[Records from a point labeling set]
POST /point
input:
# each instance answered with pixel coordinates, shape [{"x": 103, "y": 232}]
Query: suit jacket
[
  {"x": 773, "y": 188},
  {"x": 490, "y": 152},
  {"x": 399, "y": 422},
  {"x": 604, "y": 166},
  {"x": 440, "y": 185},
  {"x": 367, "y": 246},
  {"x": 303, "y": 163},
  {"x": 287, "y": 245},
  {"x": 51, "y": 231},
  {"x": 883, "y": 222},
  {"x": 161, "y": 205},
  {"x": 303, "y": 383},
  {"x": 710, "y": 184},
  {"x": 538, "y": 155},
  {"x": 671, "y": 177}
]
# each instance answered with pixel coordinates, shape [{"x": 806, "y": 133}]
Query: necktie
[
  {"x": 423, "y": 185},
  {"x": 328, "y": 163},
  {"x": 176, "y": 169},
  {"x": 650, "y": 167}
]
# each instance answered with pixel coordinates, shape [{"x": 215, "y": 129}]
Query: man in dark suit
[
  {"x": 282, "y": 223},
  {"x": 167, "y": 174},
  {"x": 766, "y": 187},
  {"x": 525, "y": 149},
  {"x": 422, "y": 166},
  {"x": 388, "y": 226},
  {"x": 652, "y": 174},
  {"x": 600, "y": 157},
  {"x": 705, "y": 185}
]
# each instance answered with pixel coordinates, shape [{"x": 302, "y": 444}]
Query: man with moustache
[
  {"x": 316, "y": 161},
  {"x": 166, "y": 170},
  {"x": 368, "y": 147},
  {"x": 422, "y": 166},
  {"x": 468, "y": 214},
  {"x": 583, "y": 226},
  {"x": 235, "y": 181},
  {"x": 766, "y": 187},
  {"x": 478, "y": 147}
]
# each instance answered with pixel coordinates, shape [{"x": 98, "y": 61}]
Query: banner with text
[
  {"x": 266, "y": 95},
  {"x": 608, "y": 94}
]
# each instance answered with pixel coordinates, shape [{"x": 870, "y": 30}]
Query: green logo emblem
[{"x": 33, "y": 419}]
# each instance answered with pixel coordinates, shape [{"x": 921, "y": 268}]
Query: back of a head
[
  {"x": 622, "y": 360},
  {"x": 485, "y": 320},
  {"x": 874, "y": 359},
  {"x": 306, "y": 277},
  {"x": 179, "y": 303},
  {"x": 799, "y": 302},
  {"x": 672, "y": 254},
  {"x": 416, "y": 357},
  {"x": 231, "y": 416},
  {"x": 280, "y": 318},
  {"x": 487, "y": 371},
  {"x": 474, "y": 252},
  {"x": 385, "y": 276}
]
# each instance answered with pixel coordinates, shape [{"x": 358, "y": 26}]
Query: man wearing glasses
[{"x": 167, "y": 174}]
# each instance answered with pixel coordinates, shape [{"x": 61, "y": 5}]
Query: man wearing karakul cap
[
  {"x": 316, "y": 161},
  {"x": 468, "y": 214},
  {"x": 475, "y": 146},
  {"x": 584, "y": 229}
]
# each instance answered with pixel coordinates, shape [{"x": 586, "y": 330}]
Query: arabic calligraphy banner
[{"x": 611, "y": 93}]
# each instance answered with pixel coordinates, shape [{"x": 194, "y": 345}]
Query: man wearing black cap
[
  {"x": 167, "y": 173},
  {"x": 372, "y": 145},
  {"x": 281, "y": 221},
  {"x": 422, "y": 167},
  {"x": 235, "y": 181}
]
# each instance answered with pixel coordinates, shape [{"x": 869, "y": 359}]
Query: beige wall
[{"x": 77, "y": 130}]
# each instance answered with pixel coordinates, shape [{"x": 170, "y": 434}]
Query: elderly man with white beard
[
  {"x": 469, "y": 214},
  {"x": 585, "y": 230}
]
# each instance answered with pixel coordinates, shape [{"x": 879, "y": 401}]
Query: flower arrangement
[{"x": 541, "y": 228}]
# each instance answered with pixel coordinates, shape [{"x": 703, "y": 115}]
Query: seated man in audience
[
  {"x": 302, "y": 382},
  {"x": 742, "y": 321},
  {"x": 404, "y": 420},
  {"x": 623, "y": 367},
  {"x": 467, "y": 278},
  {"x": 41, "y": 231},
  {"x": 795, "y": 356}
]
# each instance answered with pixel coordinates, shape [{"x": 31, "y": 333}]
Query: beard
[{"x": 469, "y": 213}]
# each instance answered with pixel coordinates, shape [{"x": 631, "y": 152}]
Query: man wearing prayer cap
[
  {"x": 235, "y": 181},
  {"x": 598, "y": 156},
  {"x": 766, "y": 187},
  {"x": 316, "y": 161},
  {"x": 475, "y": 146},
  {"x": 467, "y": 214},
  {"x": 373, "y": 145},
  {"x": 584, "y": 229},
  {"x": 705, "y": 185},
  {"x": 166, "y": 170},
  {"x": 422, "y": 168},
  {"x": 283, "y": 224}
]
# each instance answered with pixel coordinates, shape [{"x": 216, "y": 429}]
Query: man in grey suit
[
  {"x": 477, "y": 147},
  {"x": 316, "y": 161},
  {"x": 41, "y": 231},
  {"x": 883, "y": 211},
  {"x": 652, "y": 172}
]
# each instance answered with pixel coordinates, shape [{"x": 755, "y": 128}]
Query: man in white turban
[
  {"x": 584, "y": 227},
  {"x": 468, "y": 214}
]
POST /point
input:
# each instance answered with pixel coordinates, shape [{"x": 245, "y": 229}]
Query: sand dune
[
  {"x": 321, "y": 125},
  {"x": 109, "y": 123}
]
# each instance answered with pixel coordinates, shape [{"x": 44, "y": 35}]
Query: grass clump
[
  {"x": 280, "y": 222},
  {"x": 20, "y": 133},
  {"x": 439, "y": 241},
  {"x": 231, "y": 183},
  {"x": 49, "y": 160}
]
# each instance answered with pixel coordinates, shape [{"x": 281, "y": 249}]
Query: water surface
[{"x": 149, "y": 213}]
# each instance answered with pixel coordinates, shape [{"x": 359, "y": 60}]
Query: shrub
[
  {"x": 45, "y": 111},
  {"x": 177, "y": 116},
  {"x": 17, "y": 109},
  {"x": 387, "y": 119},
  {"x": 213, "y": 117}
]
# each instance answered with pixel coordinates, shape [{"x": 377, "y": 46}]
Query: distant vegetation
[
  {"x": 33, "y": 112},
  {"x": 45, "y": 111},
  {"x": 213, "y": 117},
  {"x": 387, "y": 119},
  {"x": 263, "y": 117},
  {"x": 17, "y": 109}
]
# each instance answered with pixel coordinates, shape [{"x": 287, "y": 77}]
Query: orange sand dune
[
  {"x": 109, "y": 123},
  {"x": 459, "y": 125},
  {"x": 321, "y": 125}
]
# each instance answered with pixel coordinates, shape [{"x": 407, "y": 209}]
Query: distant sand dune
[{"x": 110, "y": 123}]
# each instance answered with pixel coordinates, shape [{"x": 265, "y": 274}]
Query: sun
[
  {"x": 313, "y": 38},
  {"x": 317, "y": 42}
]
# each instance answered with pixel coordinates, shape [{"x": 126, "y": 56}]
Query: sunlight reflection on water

▶ [WHAT THE EXERCISE ASKS]: Would you give the material above again, complete and exact?

▶ [IN RESPONSE]:
POST /point
input:
# each instance answered with pixel coordinates, shape [{"x": 103, "y": 232}]
Query: suit jacket
[
  {"x": 773, "y": 188},
  {"x": 490, "y": 152},
  {"x": 399, "y": 422},
  {"x": 604, "y": 166},
  {"x": 440, "y": 185},
  {"x": 367, "y": 246},
  {"x": 303, "y": 163},
  {"x": 287, "y": 245},
  {"x": 51, "y": 231},
  {"x": 883, "y": 222},
  {"x": 161, "y": 205},
  {"x": 303, "y": 383},
  {"x": 710, "y": 184},
  {"x": 538, "y": 155},
  {"x": 671, "y": 177}
]
# each instance answered with pixel coordinates, shape [{"x": 806, "y": 133}]
Query: necktie
[
  {"x": 423, "y": 185},
  {"x": 328, "y": 163},
  {"x": 176, "y": 169},
  {"x": 650, "y": 167}
]
# each instance answered with pixel coordinates, shape [{"x": 215, "y": 129}]
Query: man in dark suit
[
  {"x": 282, "y": 223},
  {"x": 167, "y": 174},
  {"x": 766, "y": 187},
  {"x": 525, "y": 149},
  {"x": 422, "y": 166},
  {"x": 388, "y": 226},
  {"x": 652, "y": 174},
  {"x": 600, "y": 157},
  {"x": 705, "y": 185}
]
# each instance answered with pixel coordinates, shape [{"x": 302, "y": 444}]
Query: man with moustache
[
  {"x": 316, "y": 161},
  {"x": 166, "y": 170},
  {"x": 368, "y": 147},
  {"x": 422, "y": 166},
  {"x": 468, "y": 214},
  {"x": 583, "y": 226},
  {"x": 235, "y": 181},
  {"x": 766, "y": 187},
  {"x": 478, "y": 147}
]
# each instance answered with pixel coordinates, shape [{"x": 98, "y": 61}]
Query: banner with text
[
  {"x": 266, "y": 95},
  {"x": 608, "y": 94}
]
# each instance answered with pixel coordinates, shape [{"x": 870, "y": 30}]
Query: green logo emblem
[{"x": 33, "y": 419}]
# each instance answered with pixel coordinates, shape [{"x": 921, "y": 268}]
Query: back of a head
[
  {"x": 622, "y": 360},
  {"x": 485, "y": 320},
  {"x": 874, "y": 359},
  {"x": 306, "y": 277},
  {"x": 179, "y": 303},
  {"x": 799, "y": 302},
  {"x": 672, "y": 254},
  {"x": 416, "y": 357},
  {"x": 231, "y": 416},
  {"x": 280, "y": 318},
  {"x": 487, "y": 371},
  {"x": 474, "y": 252},
  {"x": 385, "y": 276}
]
# each instance answered with pixel coordinates, shape [{"x": 358, "y": 26}]
Query: man wearing glasses
[{"x": 167, "y": 174}]
# each instance answered with pixel coordinates, shape [{"x": 61, "y": 5}]
Query: man wearing karakul cap
[
  {"x": 316, "y": 161},
  {"x": 468, "y": 214},
  {"x": 475, "y": 146},
  {"x": 584, "y": 229}
]
# each instance answered with pixel coordinates, shape [{"x": 586, "y": 330}]
Query: arabic calligraphy banner
[{"x": 611, "y": 93}]
# each instance answered with pixel coordinates, shape [{"x": 194, "y": 345}]
Query: man wearing black cap
[
  {"x": 167, "y": 173},
  {"x": 372, "y": 145},
  {"x": 281, "y": 221},
  {"x": 422, "y": 167},
  {"x": 235, "y": 181}
]
# each instance answered with pixel coordinates, shape [{"x": 869, "y": 359}]
Query: beige wall
[{"x": 77, "y": 130}]
# each instance answered with pixel coordinates, shape [{"x": 170, "y": 434}]
Query: elderly man with white beard
[
  {"x": 469, "y": 214},
  {"x": 585, "y": 230}
]
# each instance answered with pixel coordinates, shape [{"x": 879, "y": 401}]
Query: flower arrangement
[{"x": 541, "y": 228}]
# each instance answered with pixel coordinates, shape [{"x": 703, "y": 115}]
Query: seated man in audience
[
  {"x": 302, "y": 382},
  {"x": 742, "y": 321},
  {"x": 404, "y": 420},
  {"x": 623, "y": 367},
  {"x": 467, "y": 278},
  {"x": 41, "y": 231},
  {"x": 795, "y": 356}
]
# each instance answered with pixel coordinates, shape [{"x": 31, "y": 333}]
Query: beard
[{"x": 469, "y": 213}]
# each instance answered with pixel coordinates, shape [{"x": 631, "y": 152}]
Query: man wearing prayer cap
[
  {"x": 235, "y": 181},
  {"x": 598, "y": 156},
  {"x": 766, "y": 187},
  {"x": 316, "y": 161},
  {"x": 475, "y": 146},
  {"x": 467, "y": 214},
  {"x": 373, "y": 145},
  {"x": 584, "y": 229},
  {"x": 705, "y": 185},
  {"x": 166, "y": 170},
  {"x": 422, "y": 168},
  {"x": 283, "y": 224}
]
# each instance answered with pixel coordinates, shape [{"x": 216, "y": 429}]
Query: man in grey suit
[
  {"x": 477, "y": 147},
  {"x": 316, "y": 161},
  {"x": 41, "y": 231},
  {"x": 883, "y": 211},
  {"x": 652, "y": 172}
]
# each instance answered with pixel coordinates, shape [{"x": 755, "y": 128}]
Query: man in white turban
[
  {"x": 584, "y": 227},
  {"x": 468, "y": 214}
]
POST /point
input:
# each instance answered with pixel coordinates, shape [{"x": 245, "y": 229}]
Query: sand dune
[
  {"x": 321, "y": 125},
  {"x": 109, "y": 123}
]
# each instance answered with pixel coordinates, shape [{"x": 44, "y": 35}]
Query: grass clump
[
  {"x": 280, "y": 222},
  {"x": 20, "y": 133},
  {"x": 439, "y": 241},
  {"x": 231, "y": 183},
  {"x": 49, "y": 160}
]
# each instance answered with pixel coordinates, shape [{"x": 281, "y": 249}]
Query: water surface
[{"x": 149, "y": 213}]
# each instance answered with pixel coordinates, shape [{"x": 359, "y": 60}]
Query: shrub
[
  {"x": 45, "y": 111},
  {"x": 177, "y": 116},
  {"x": 17, "y": 109},
  {"x": 387, "y": 119},
  {"x": 213, "y": 117}
]
# each instance answered with pixel coordinates, shape [{"x": 377, "y": 46}]
Query: distant vegetation
[
  {"x": 33, "y": 112},
  {"x": 45, "y": 111},
  {"x": 213, "y": 117},
  {"x": 387, "y": 119},
  {"x": 263, "y": 117},
  {"x": 17, "y": 109}
]
# each instance answered with pixel coordinates, shape [{"x": 287, "y": 77}]
Query: orange sand dune
[
  {"x": 109, "y": 123},
  {"x": 459, "y": 125},
  {"x": 321, "y": 125}
]
# each instance answered with pixel coordinates, shape [{"x": 407, "y": 209}]
Query: distant sand dune
[{"x": 110, "y": 123}]
# each instance answered with pixel coordinates, shape [{"x": 265, "y": 274}]
Query: sun
[
  {"x": 313, "y": 38},
  {"x": 317, "y": 42}
]
# each instance answered with pixel coordinates, shape [{"x": 126, "y": 56}]
Query: sunlight reflection on water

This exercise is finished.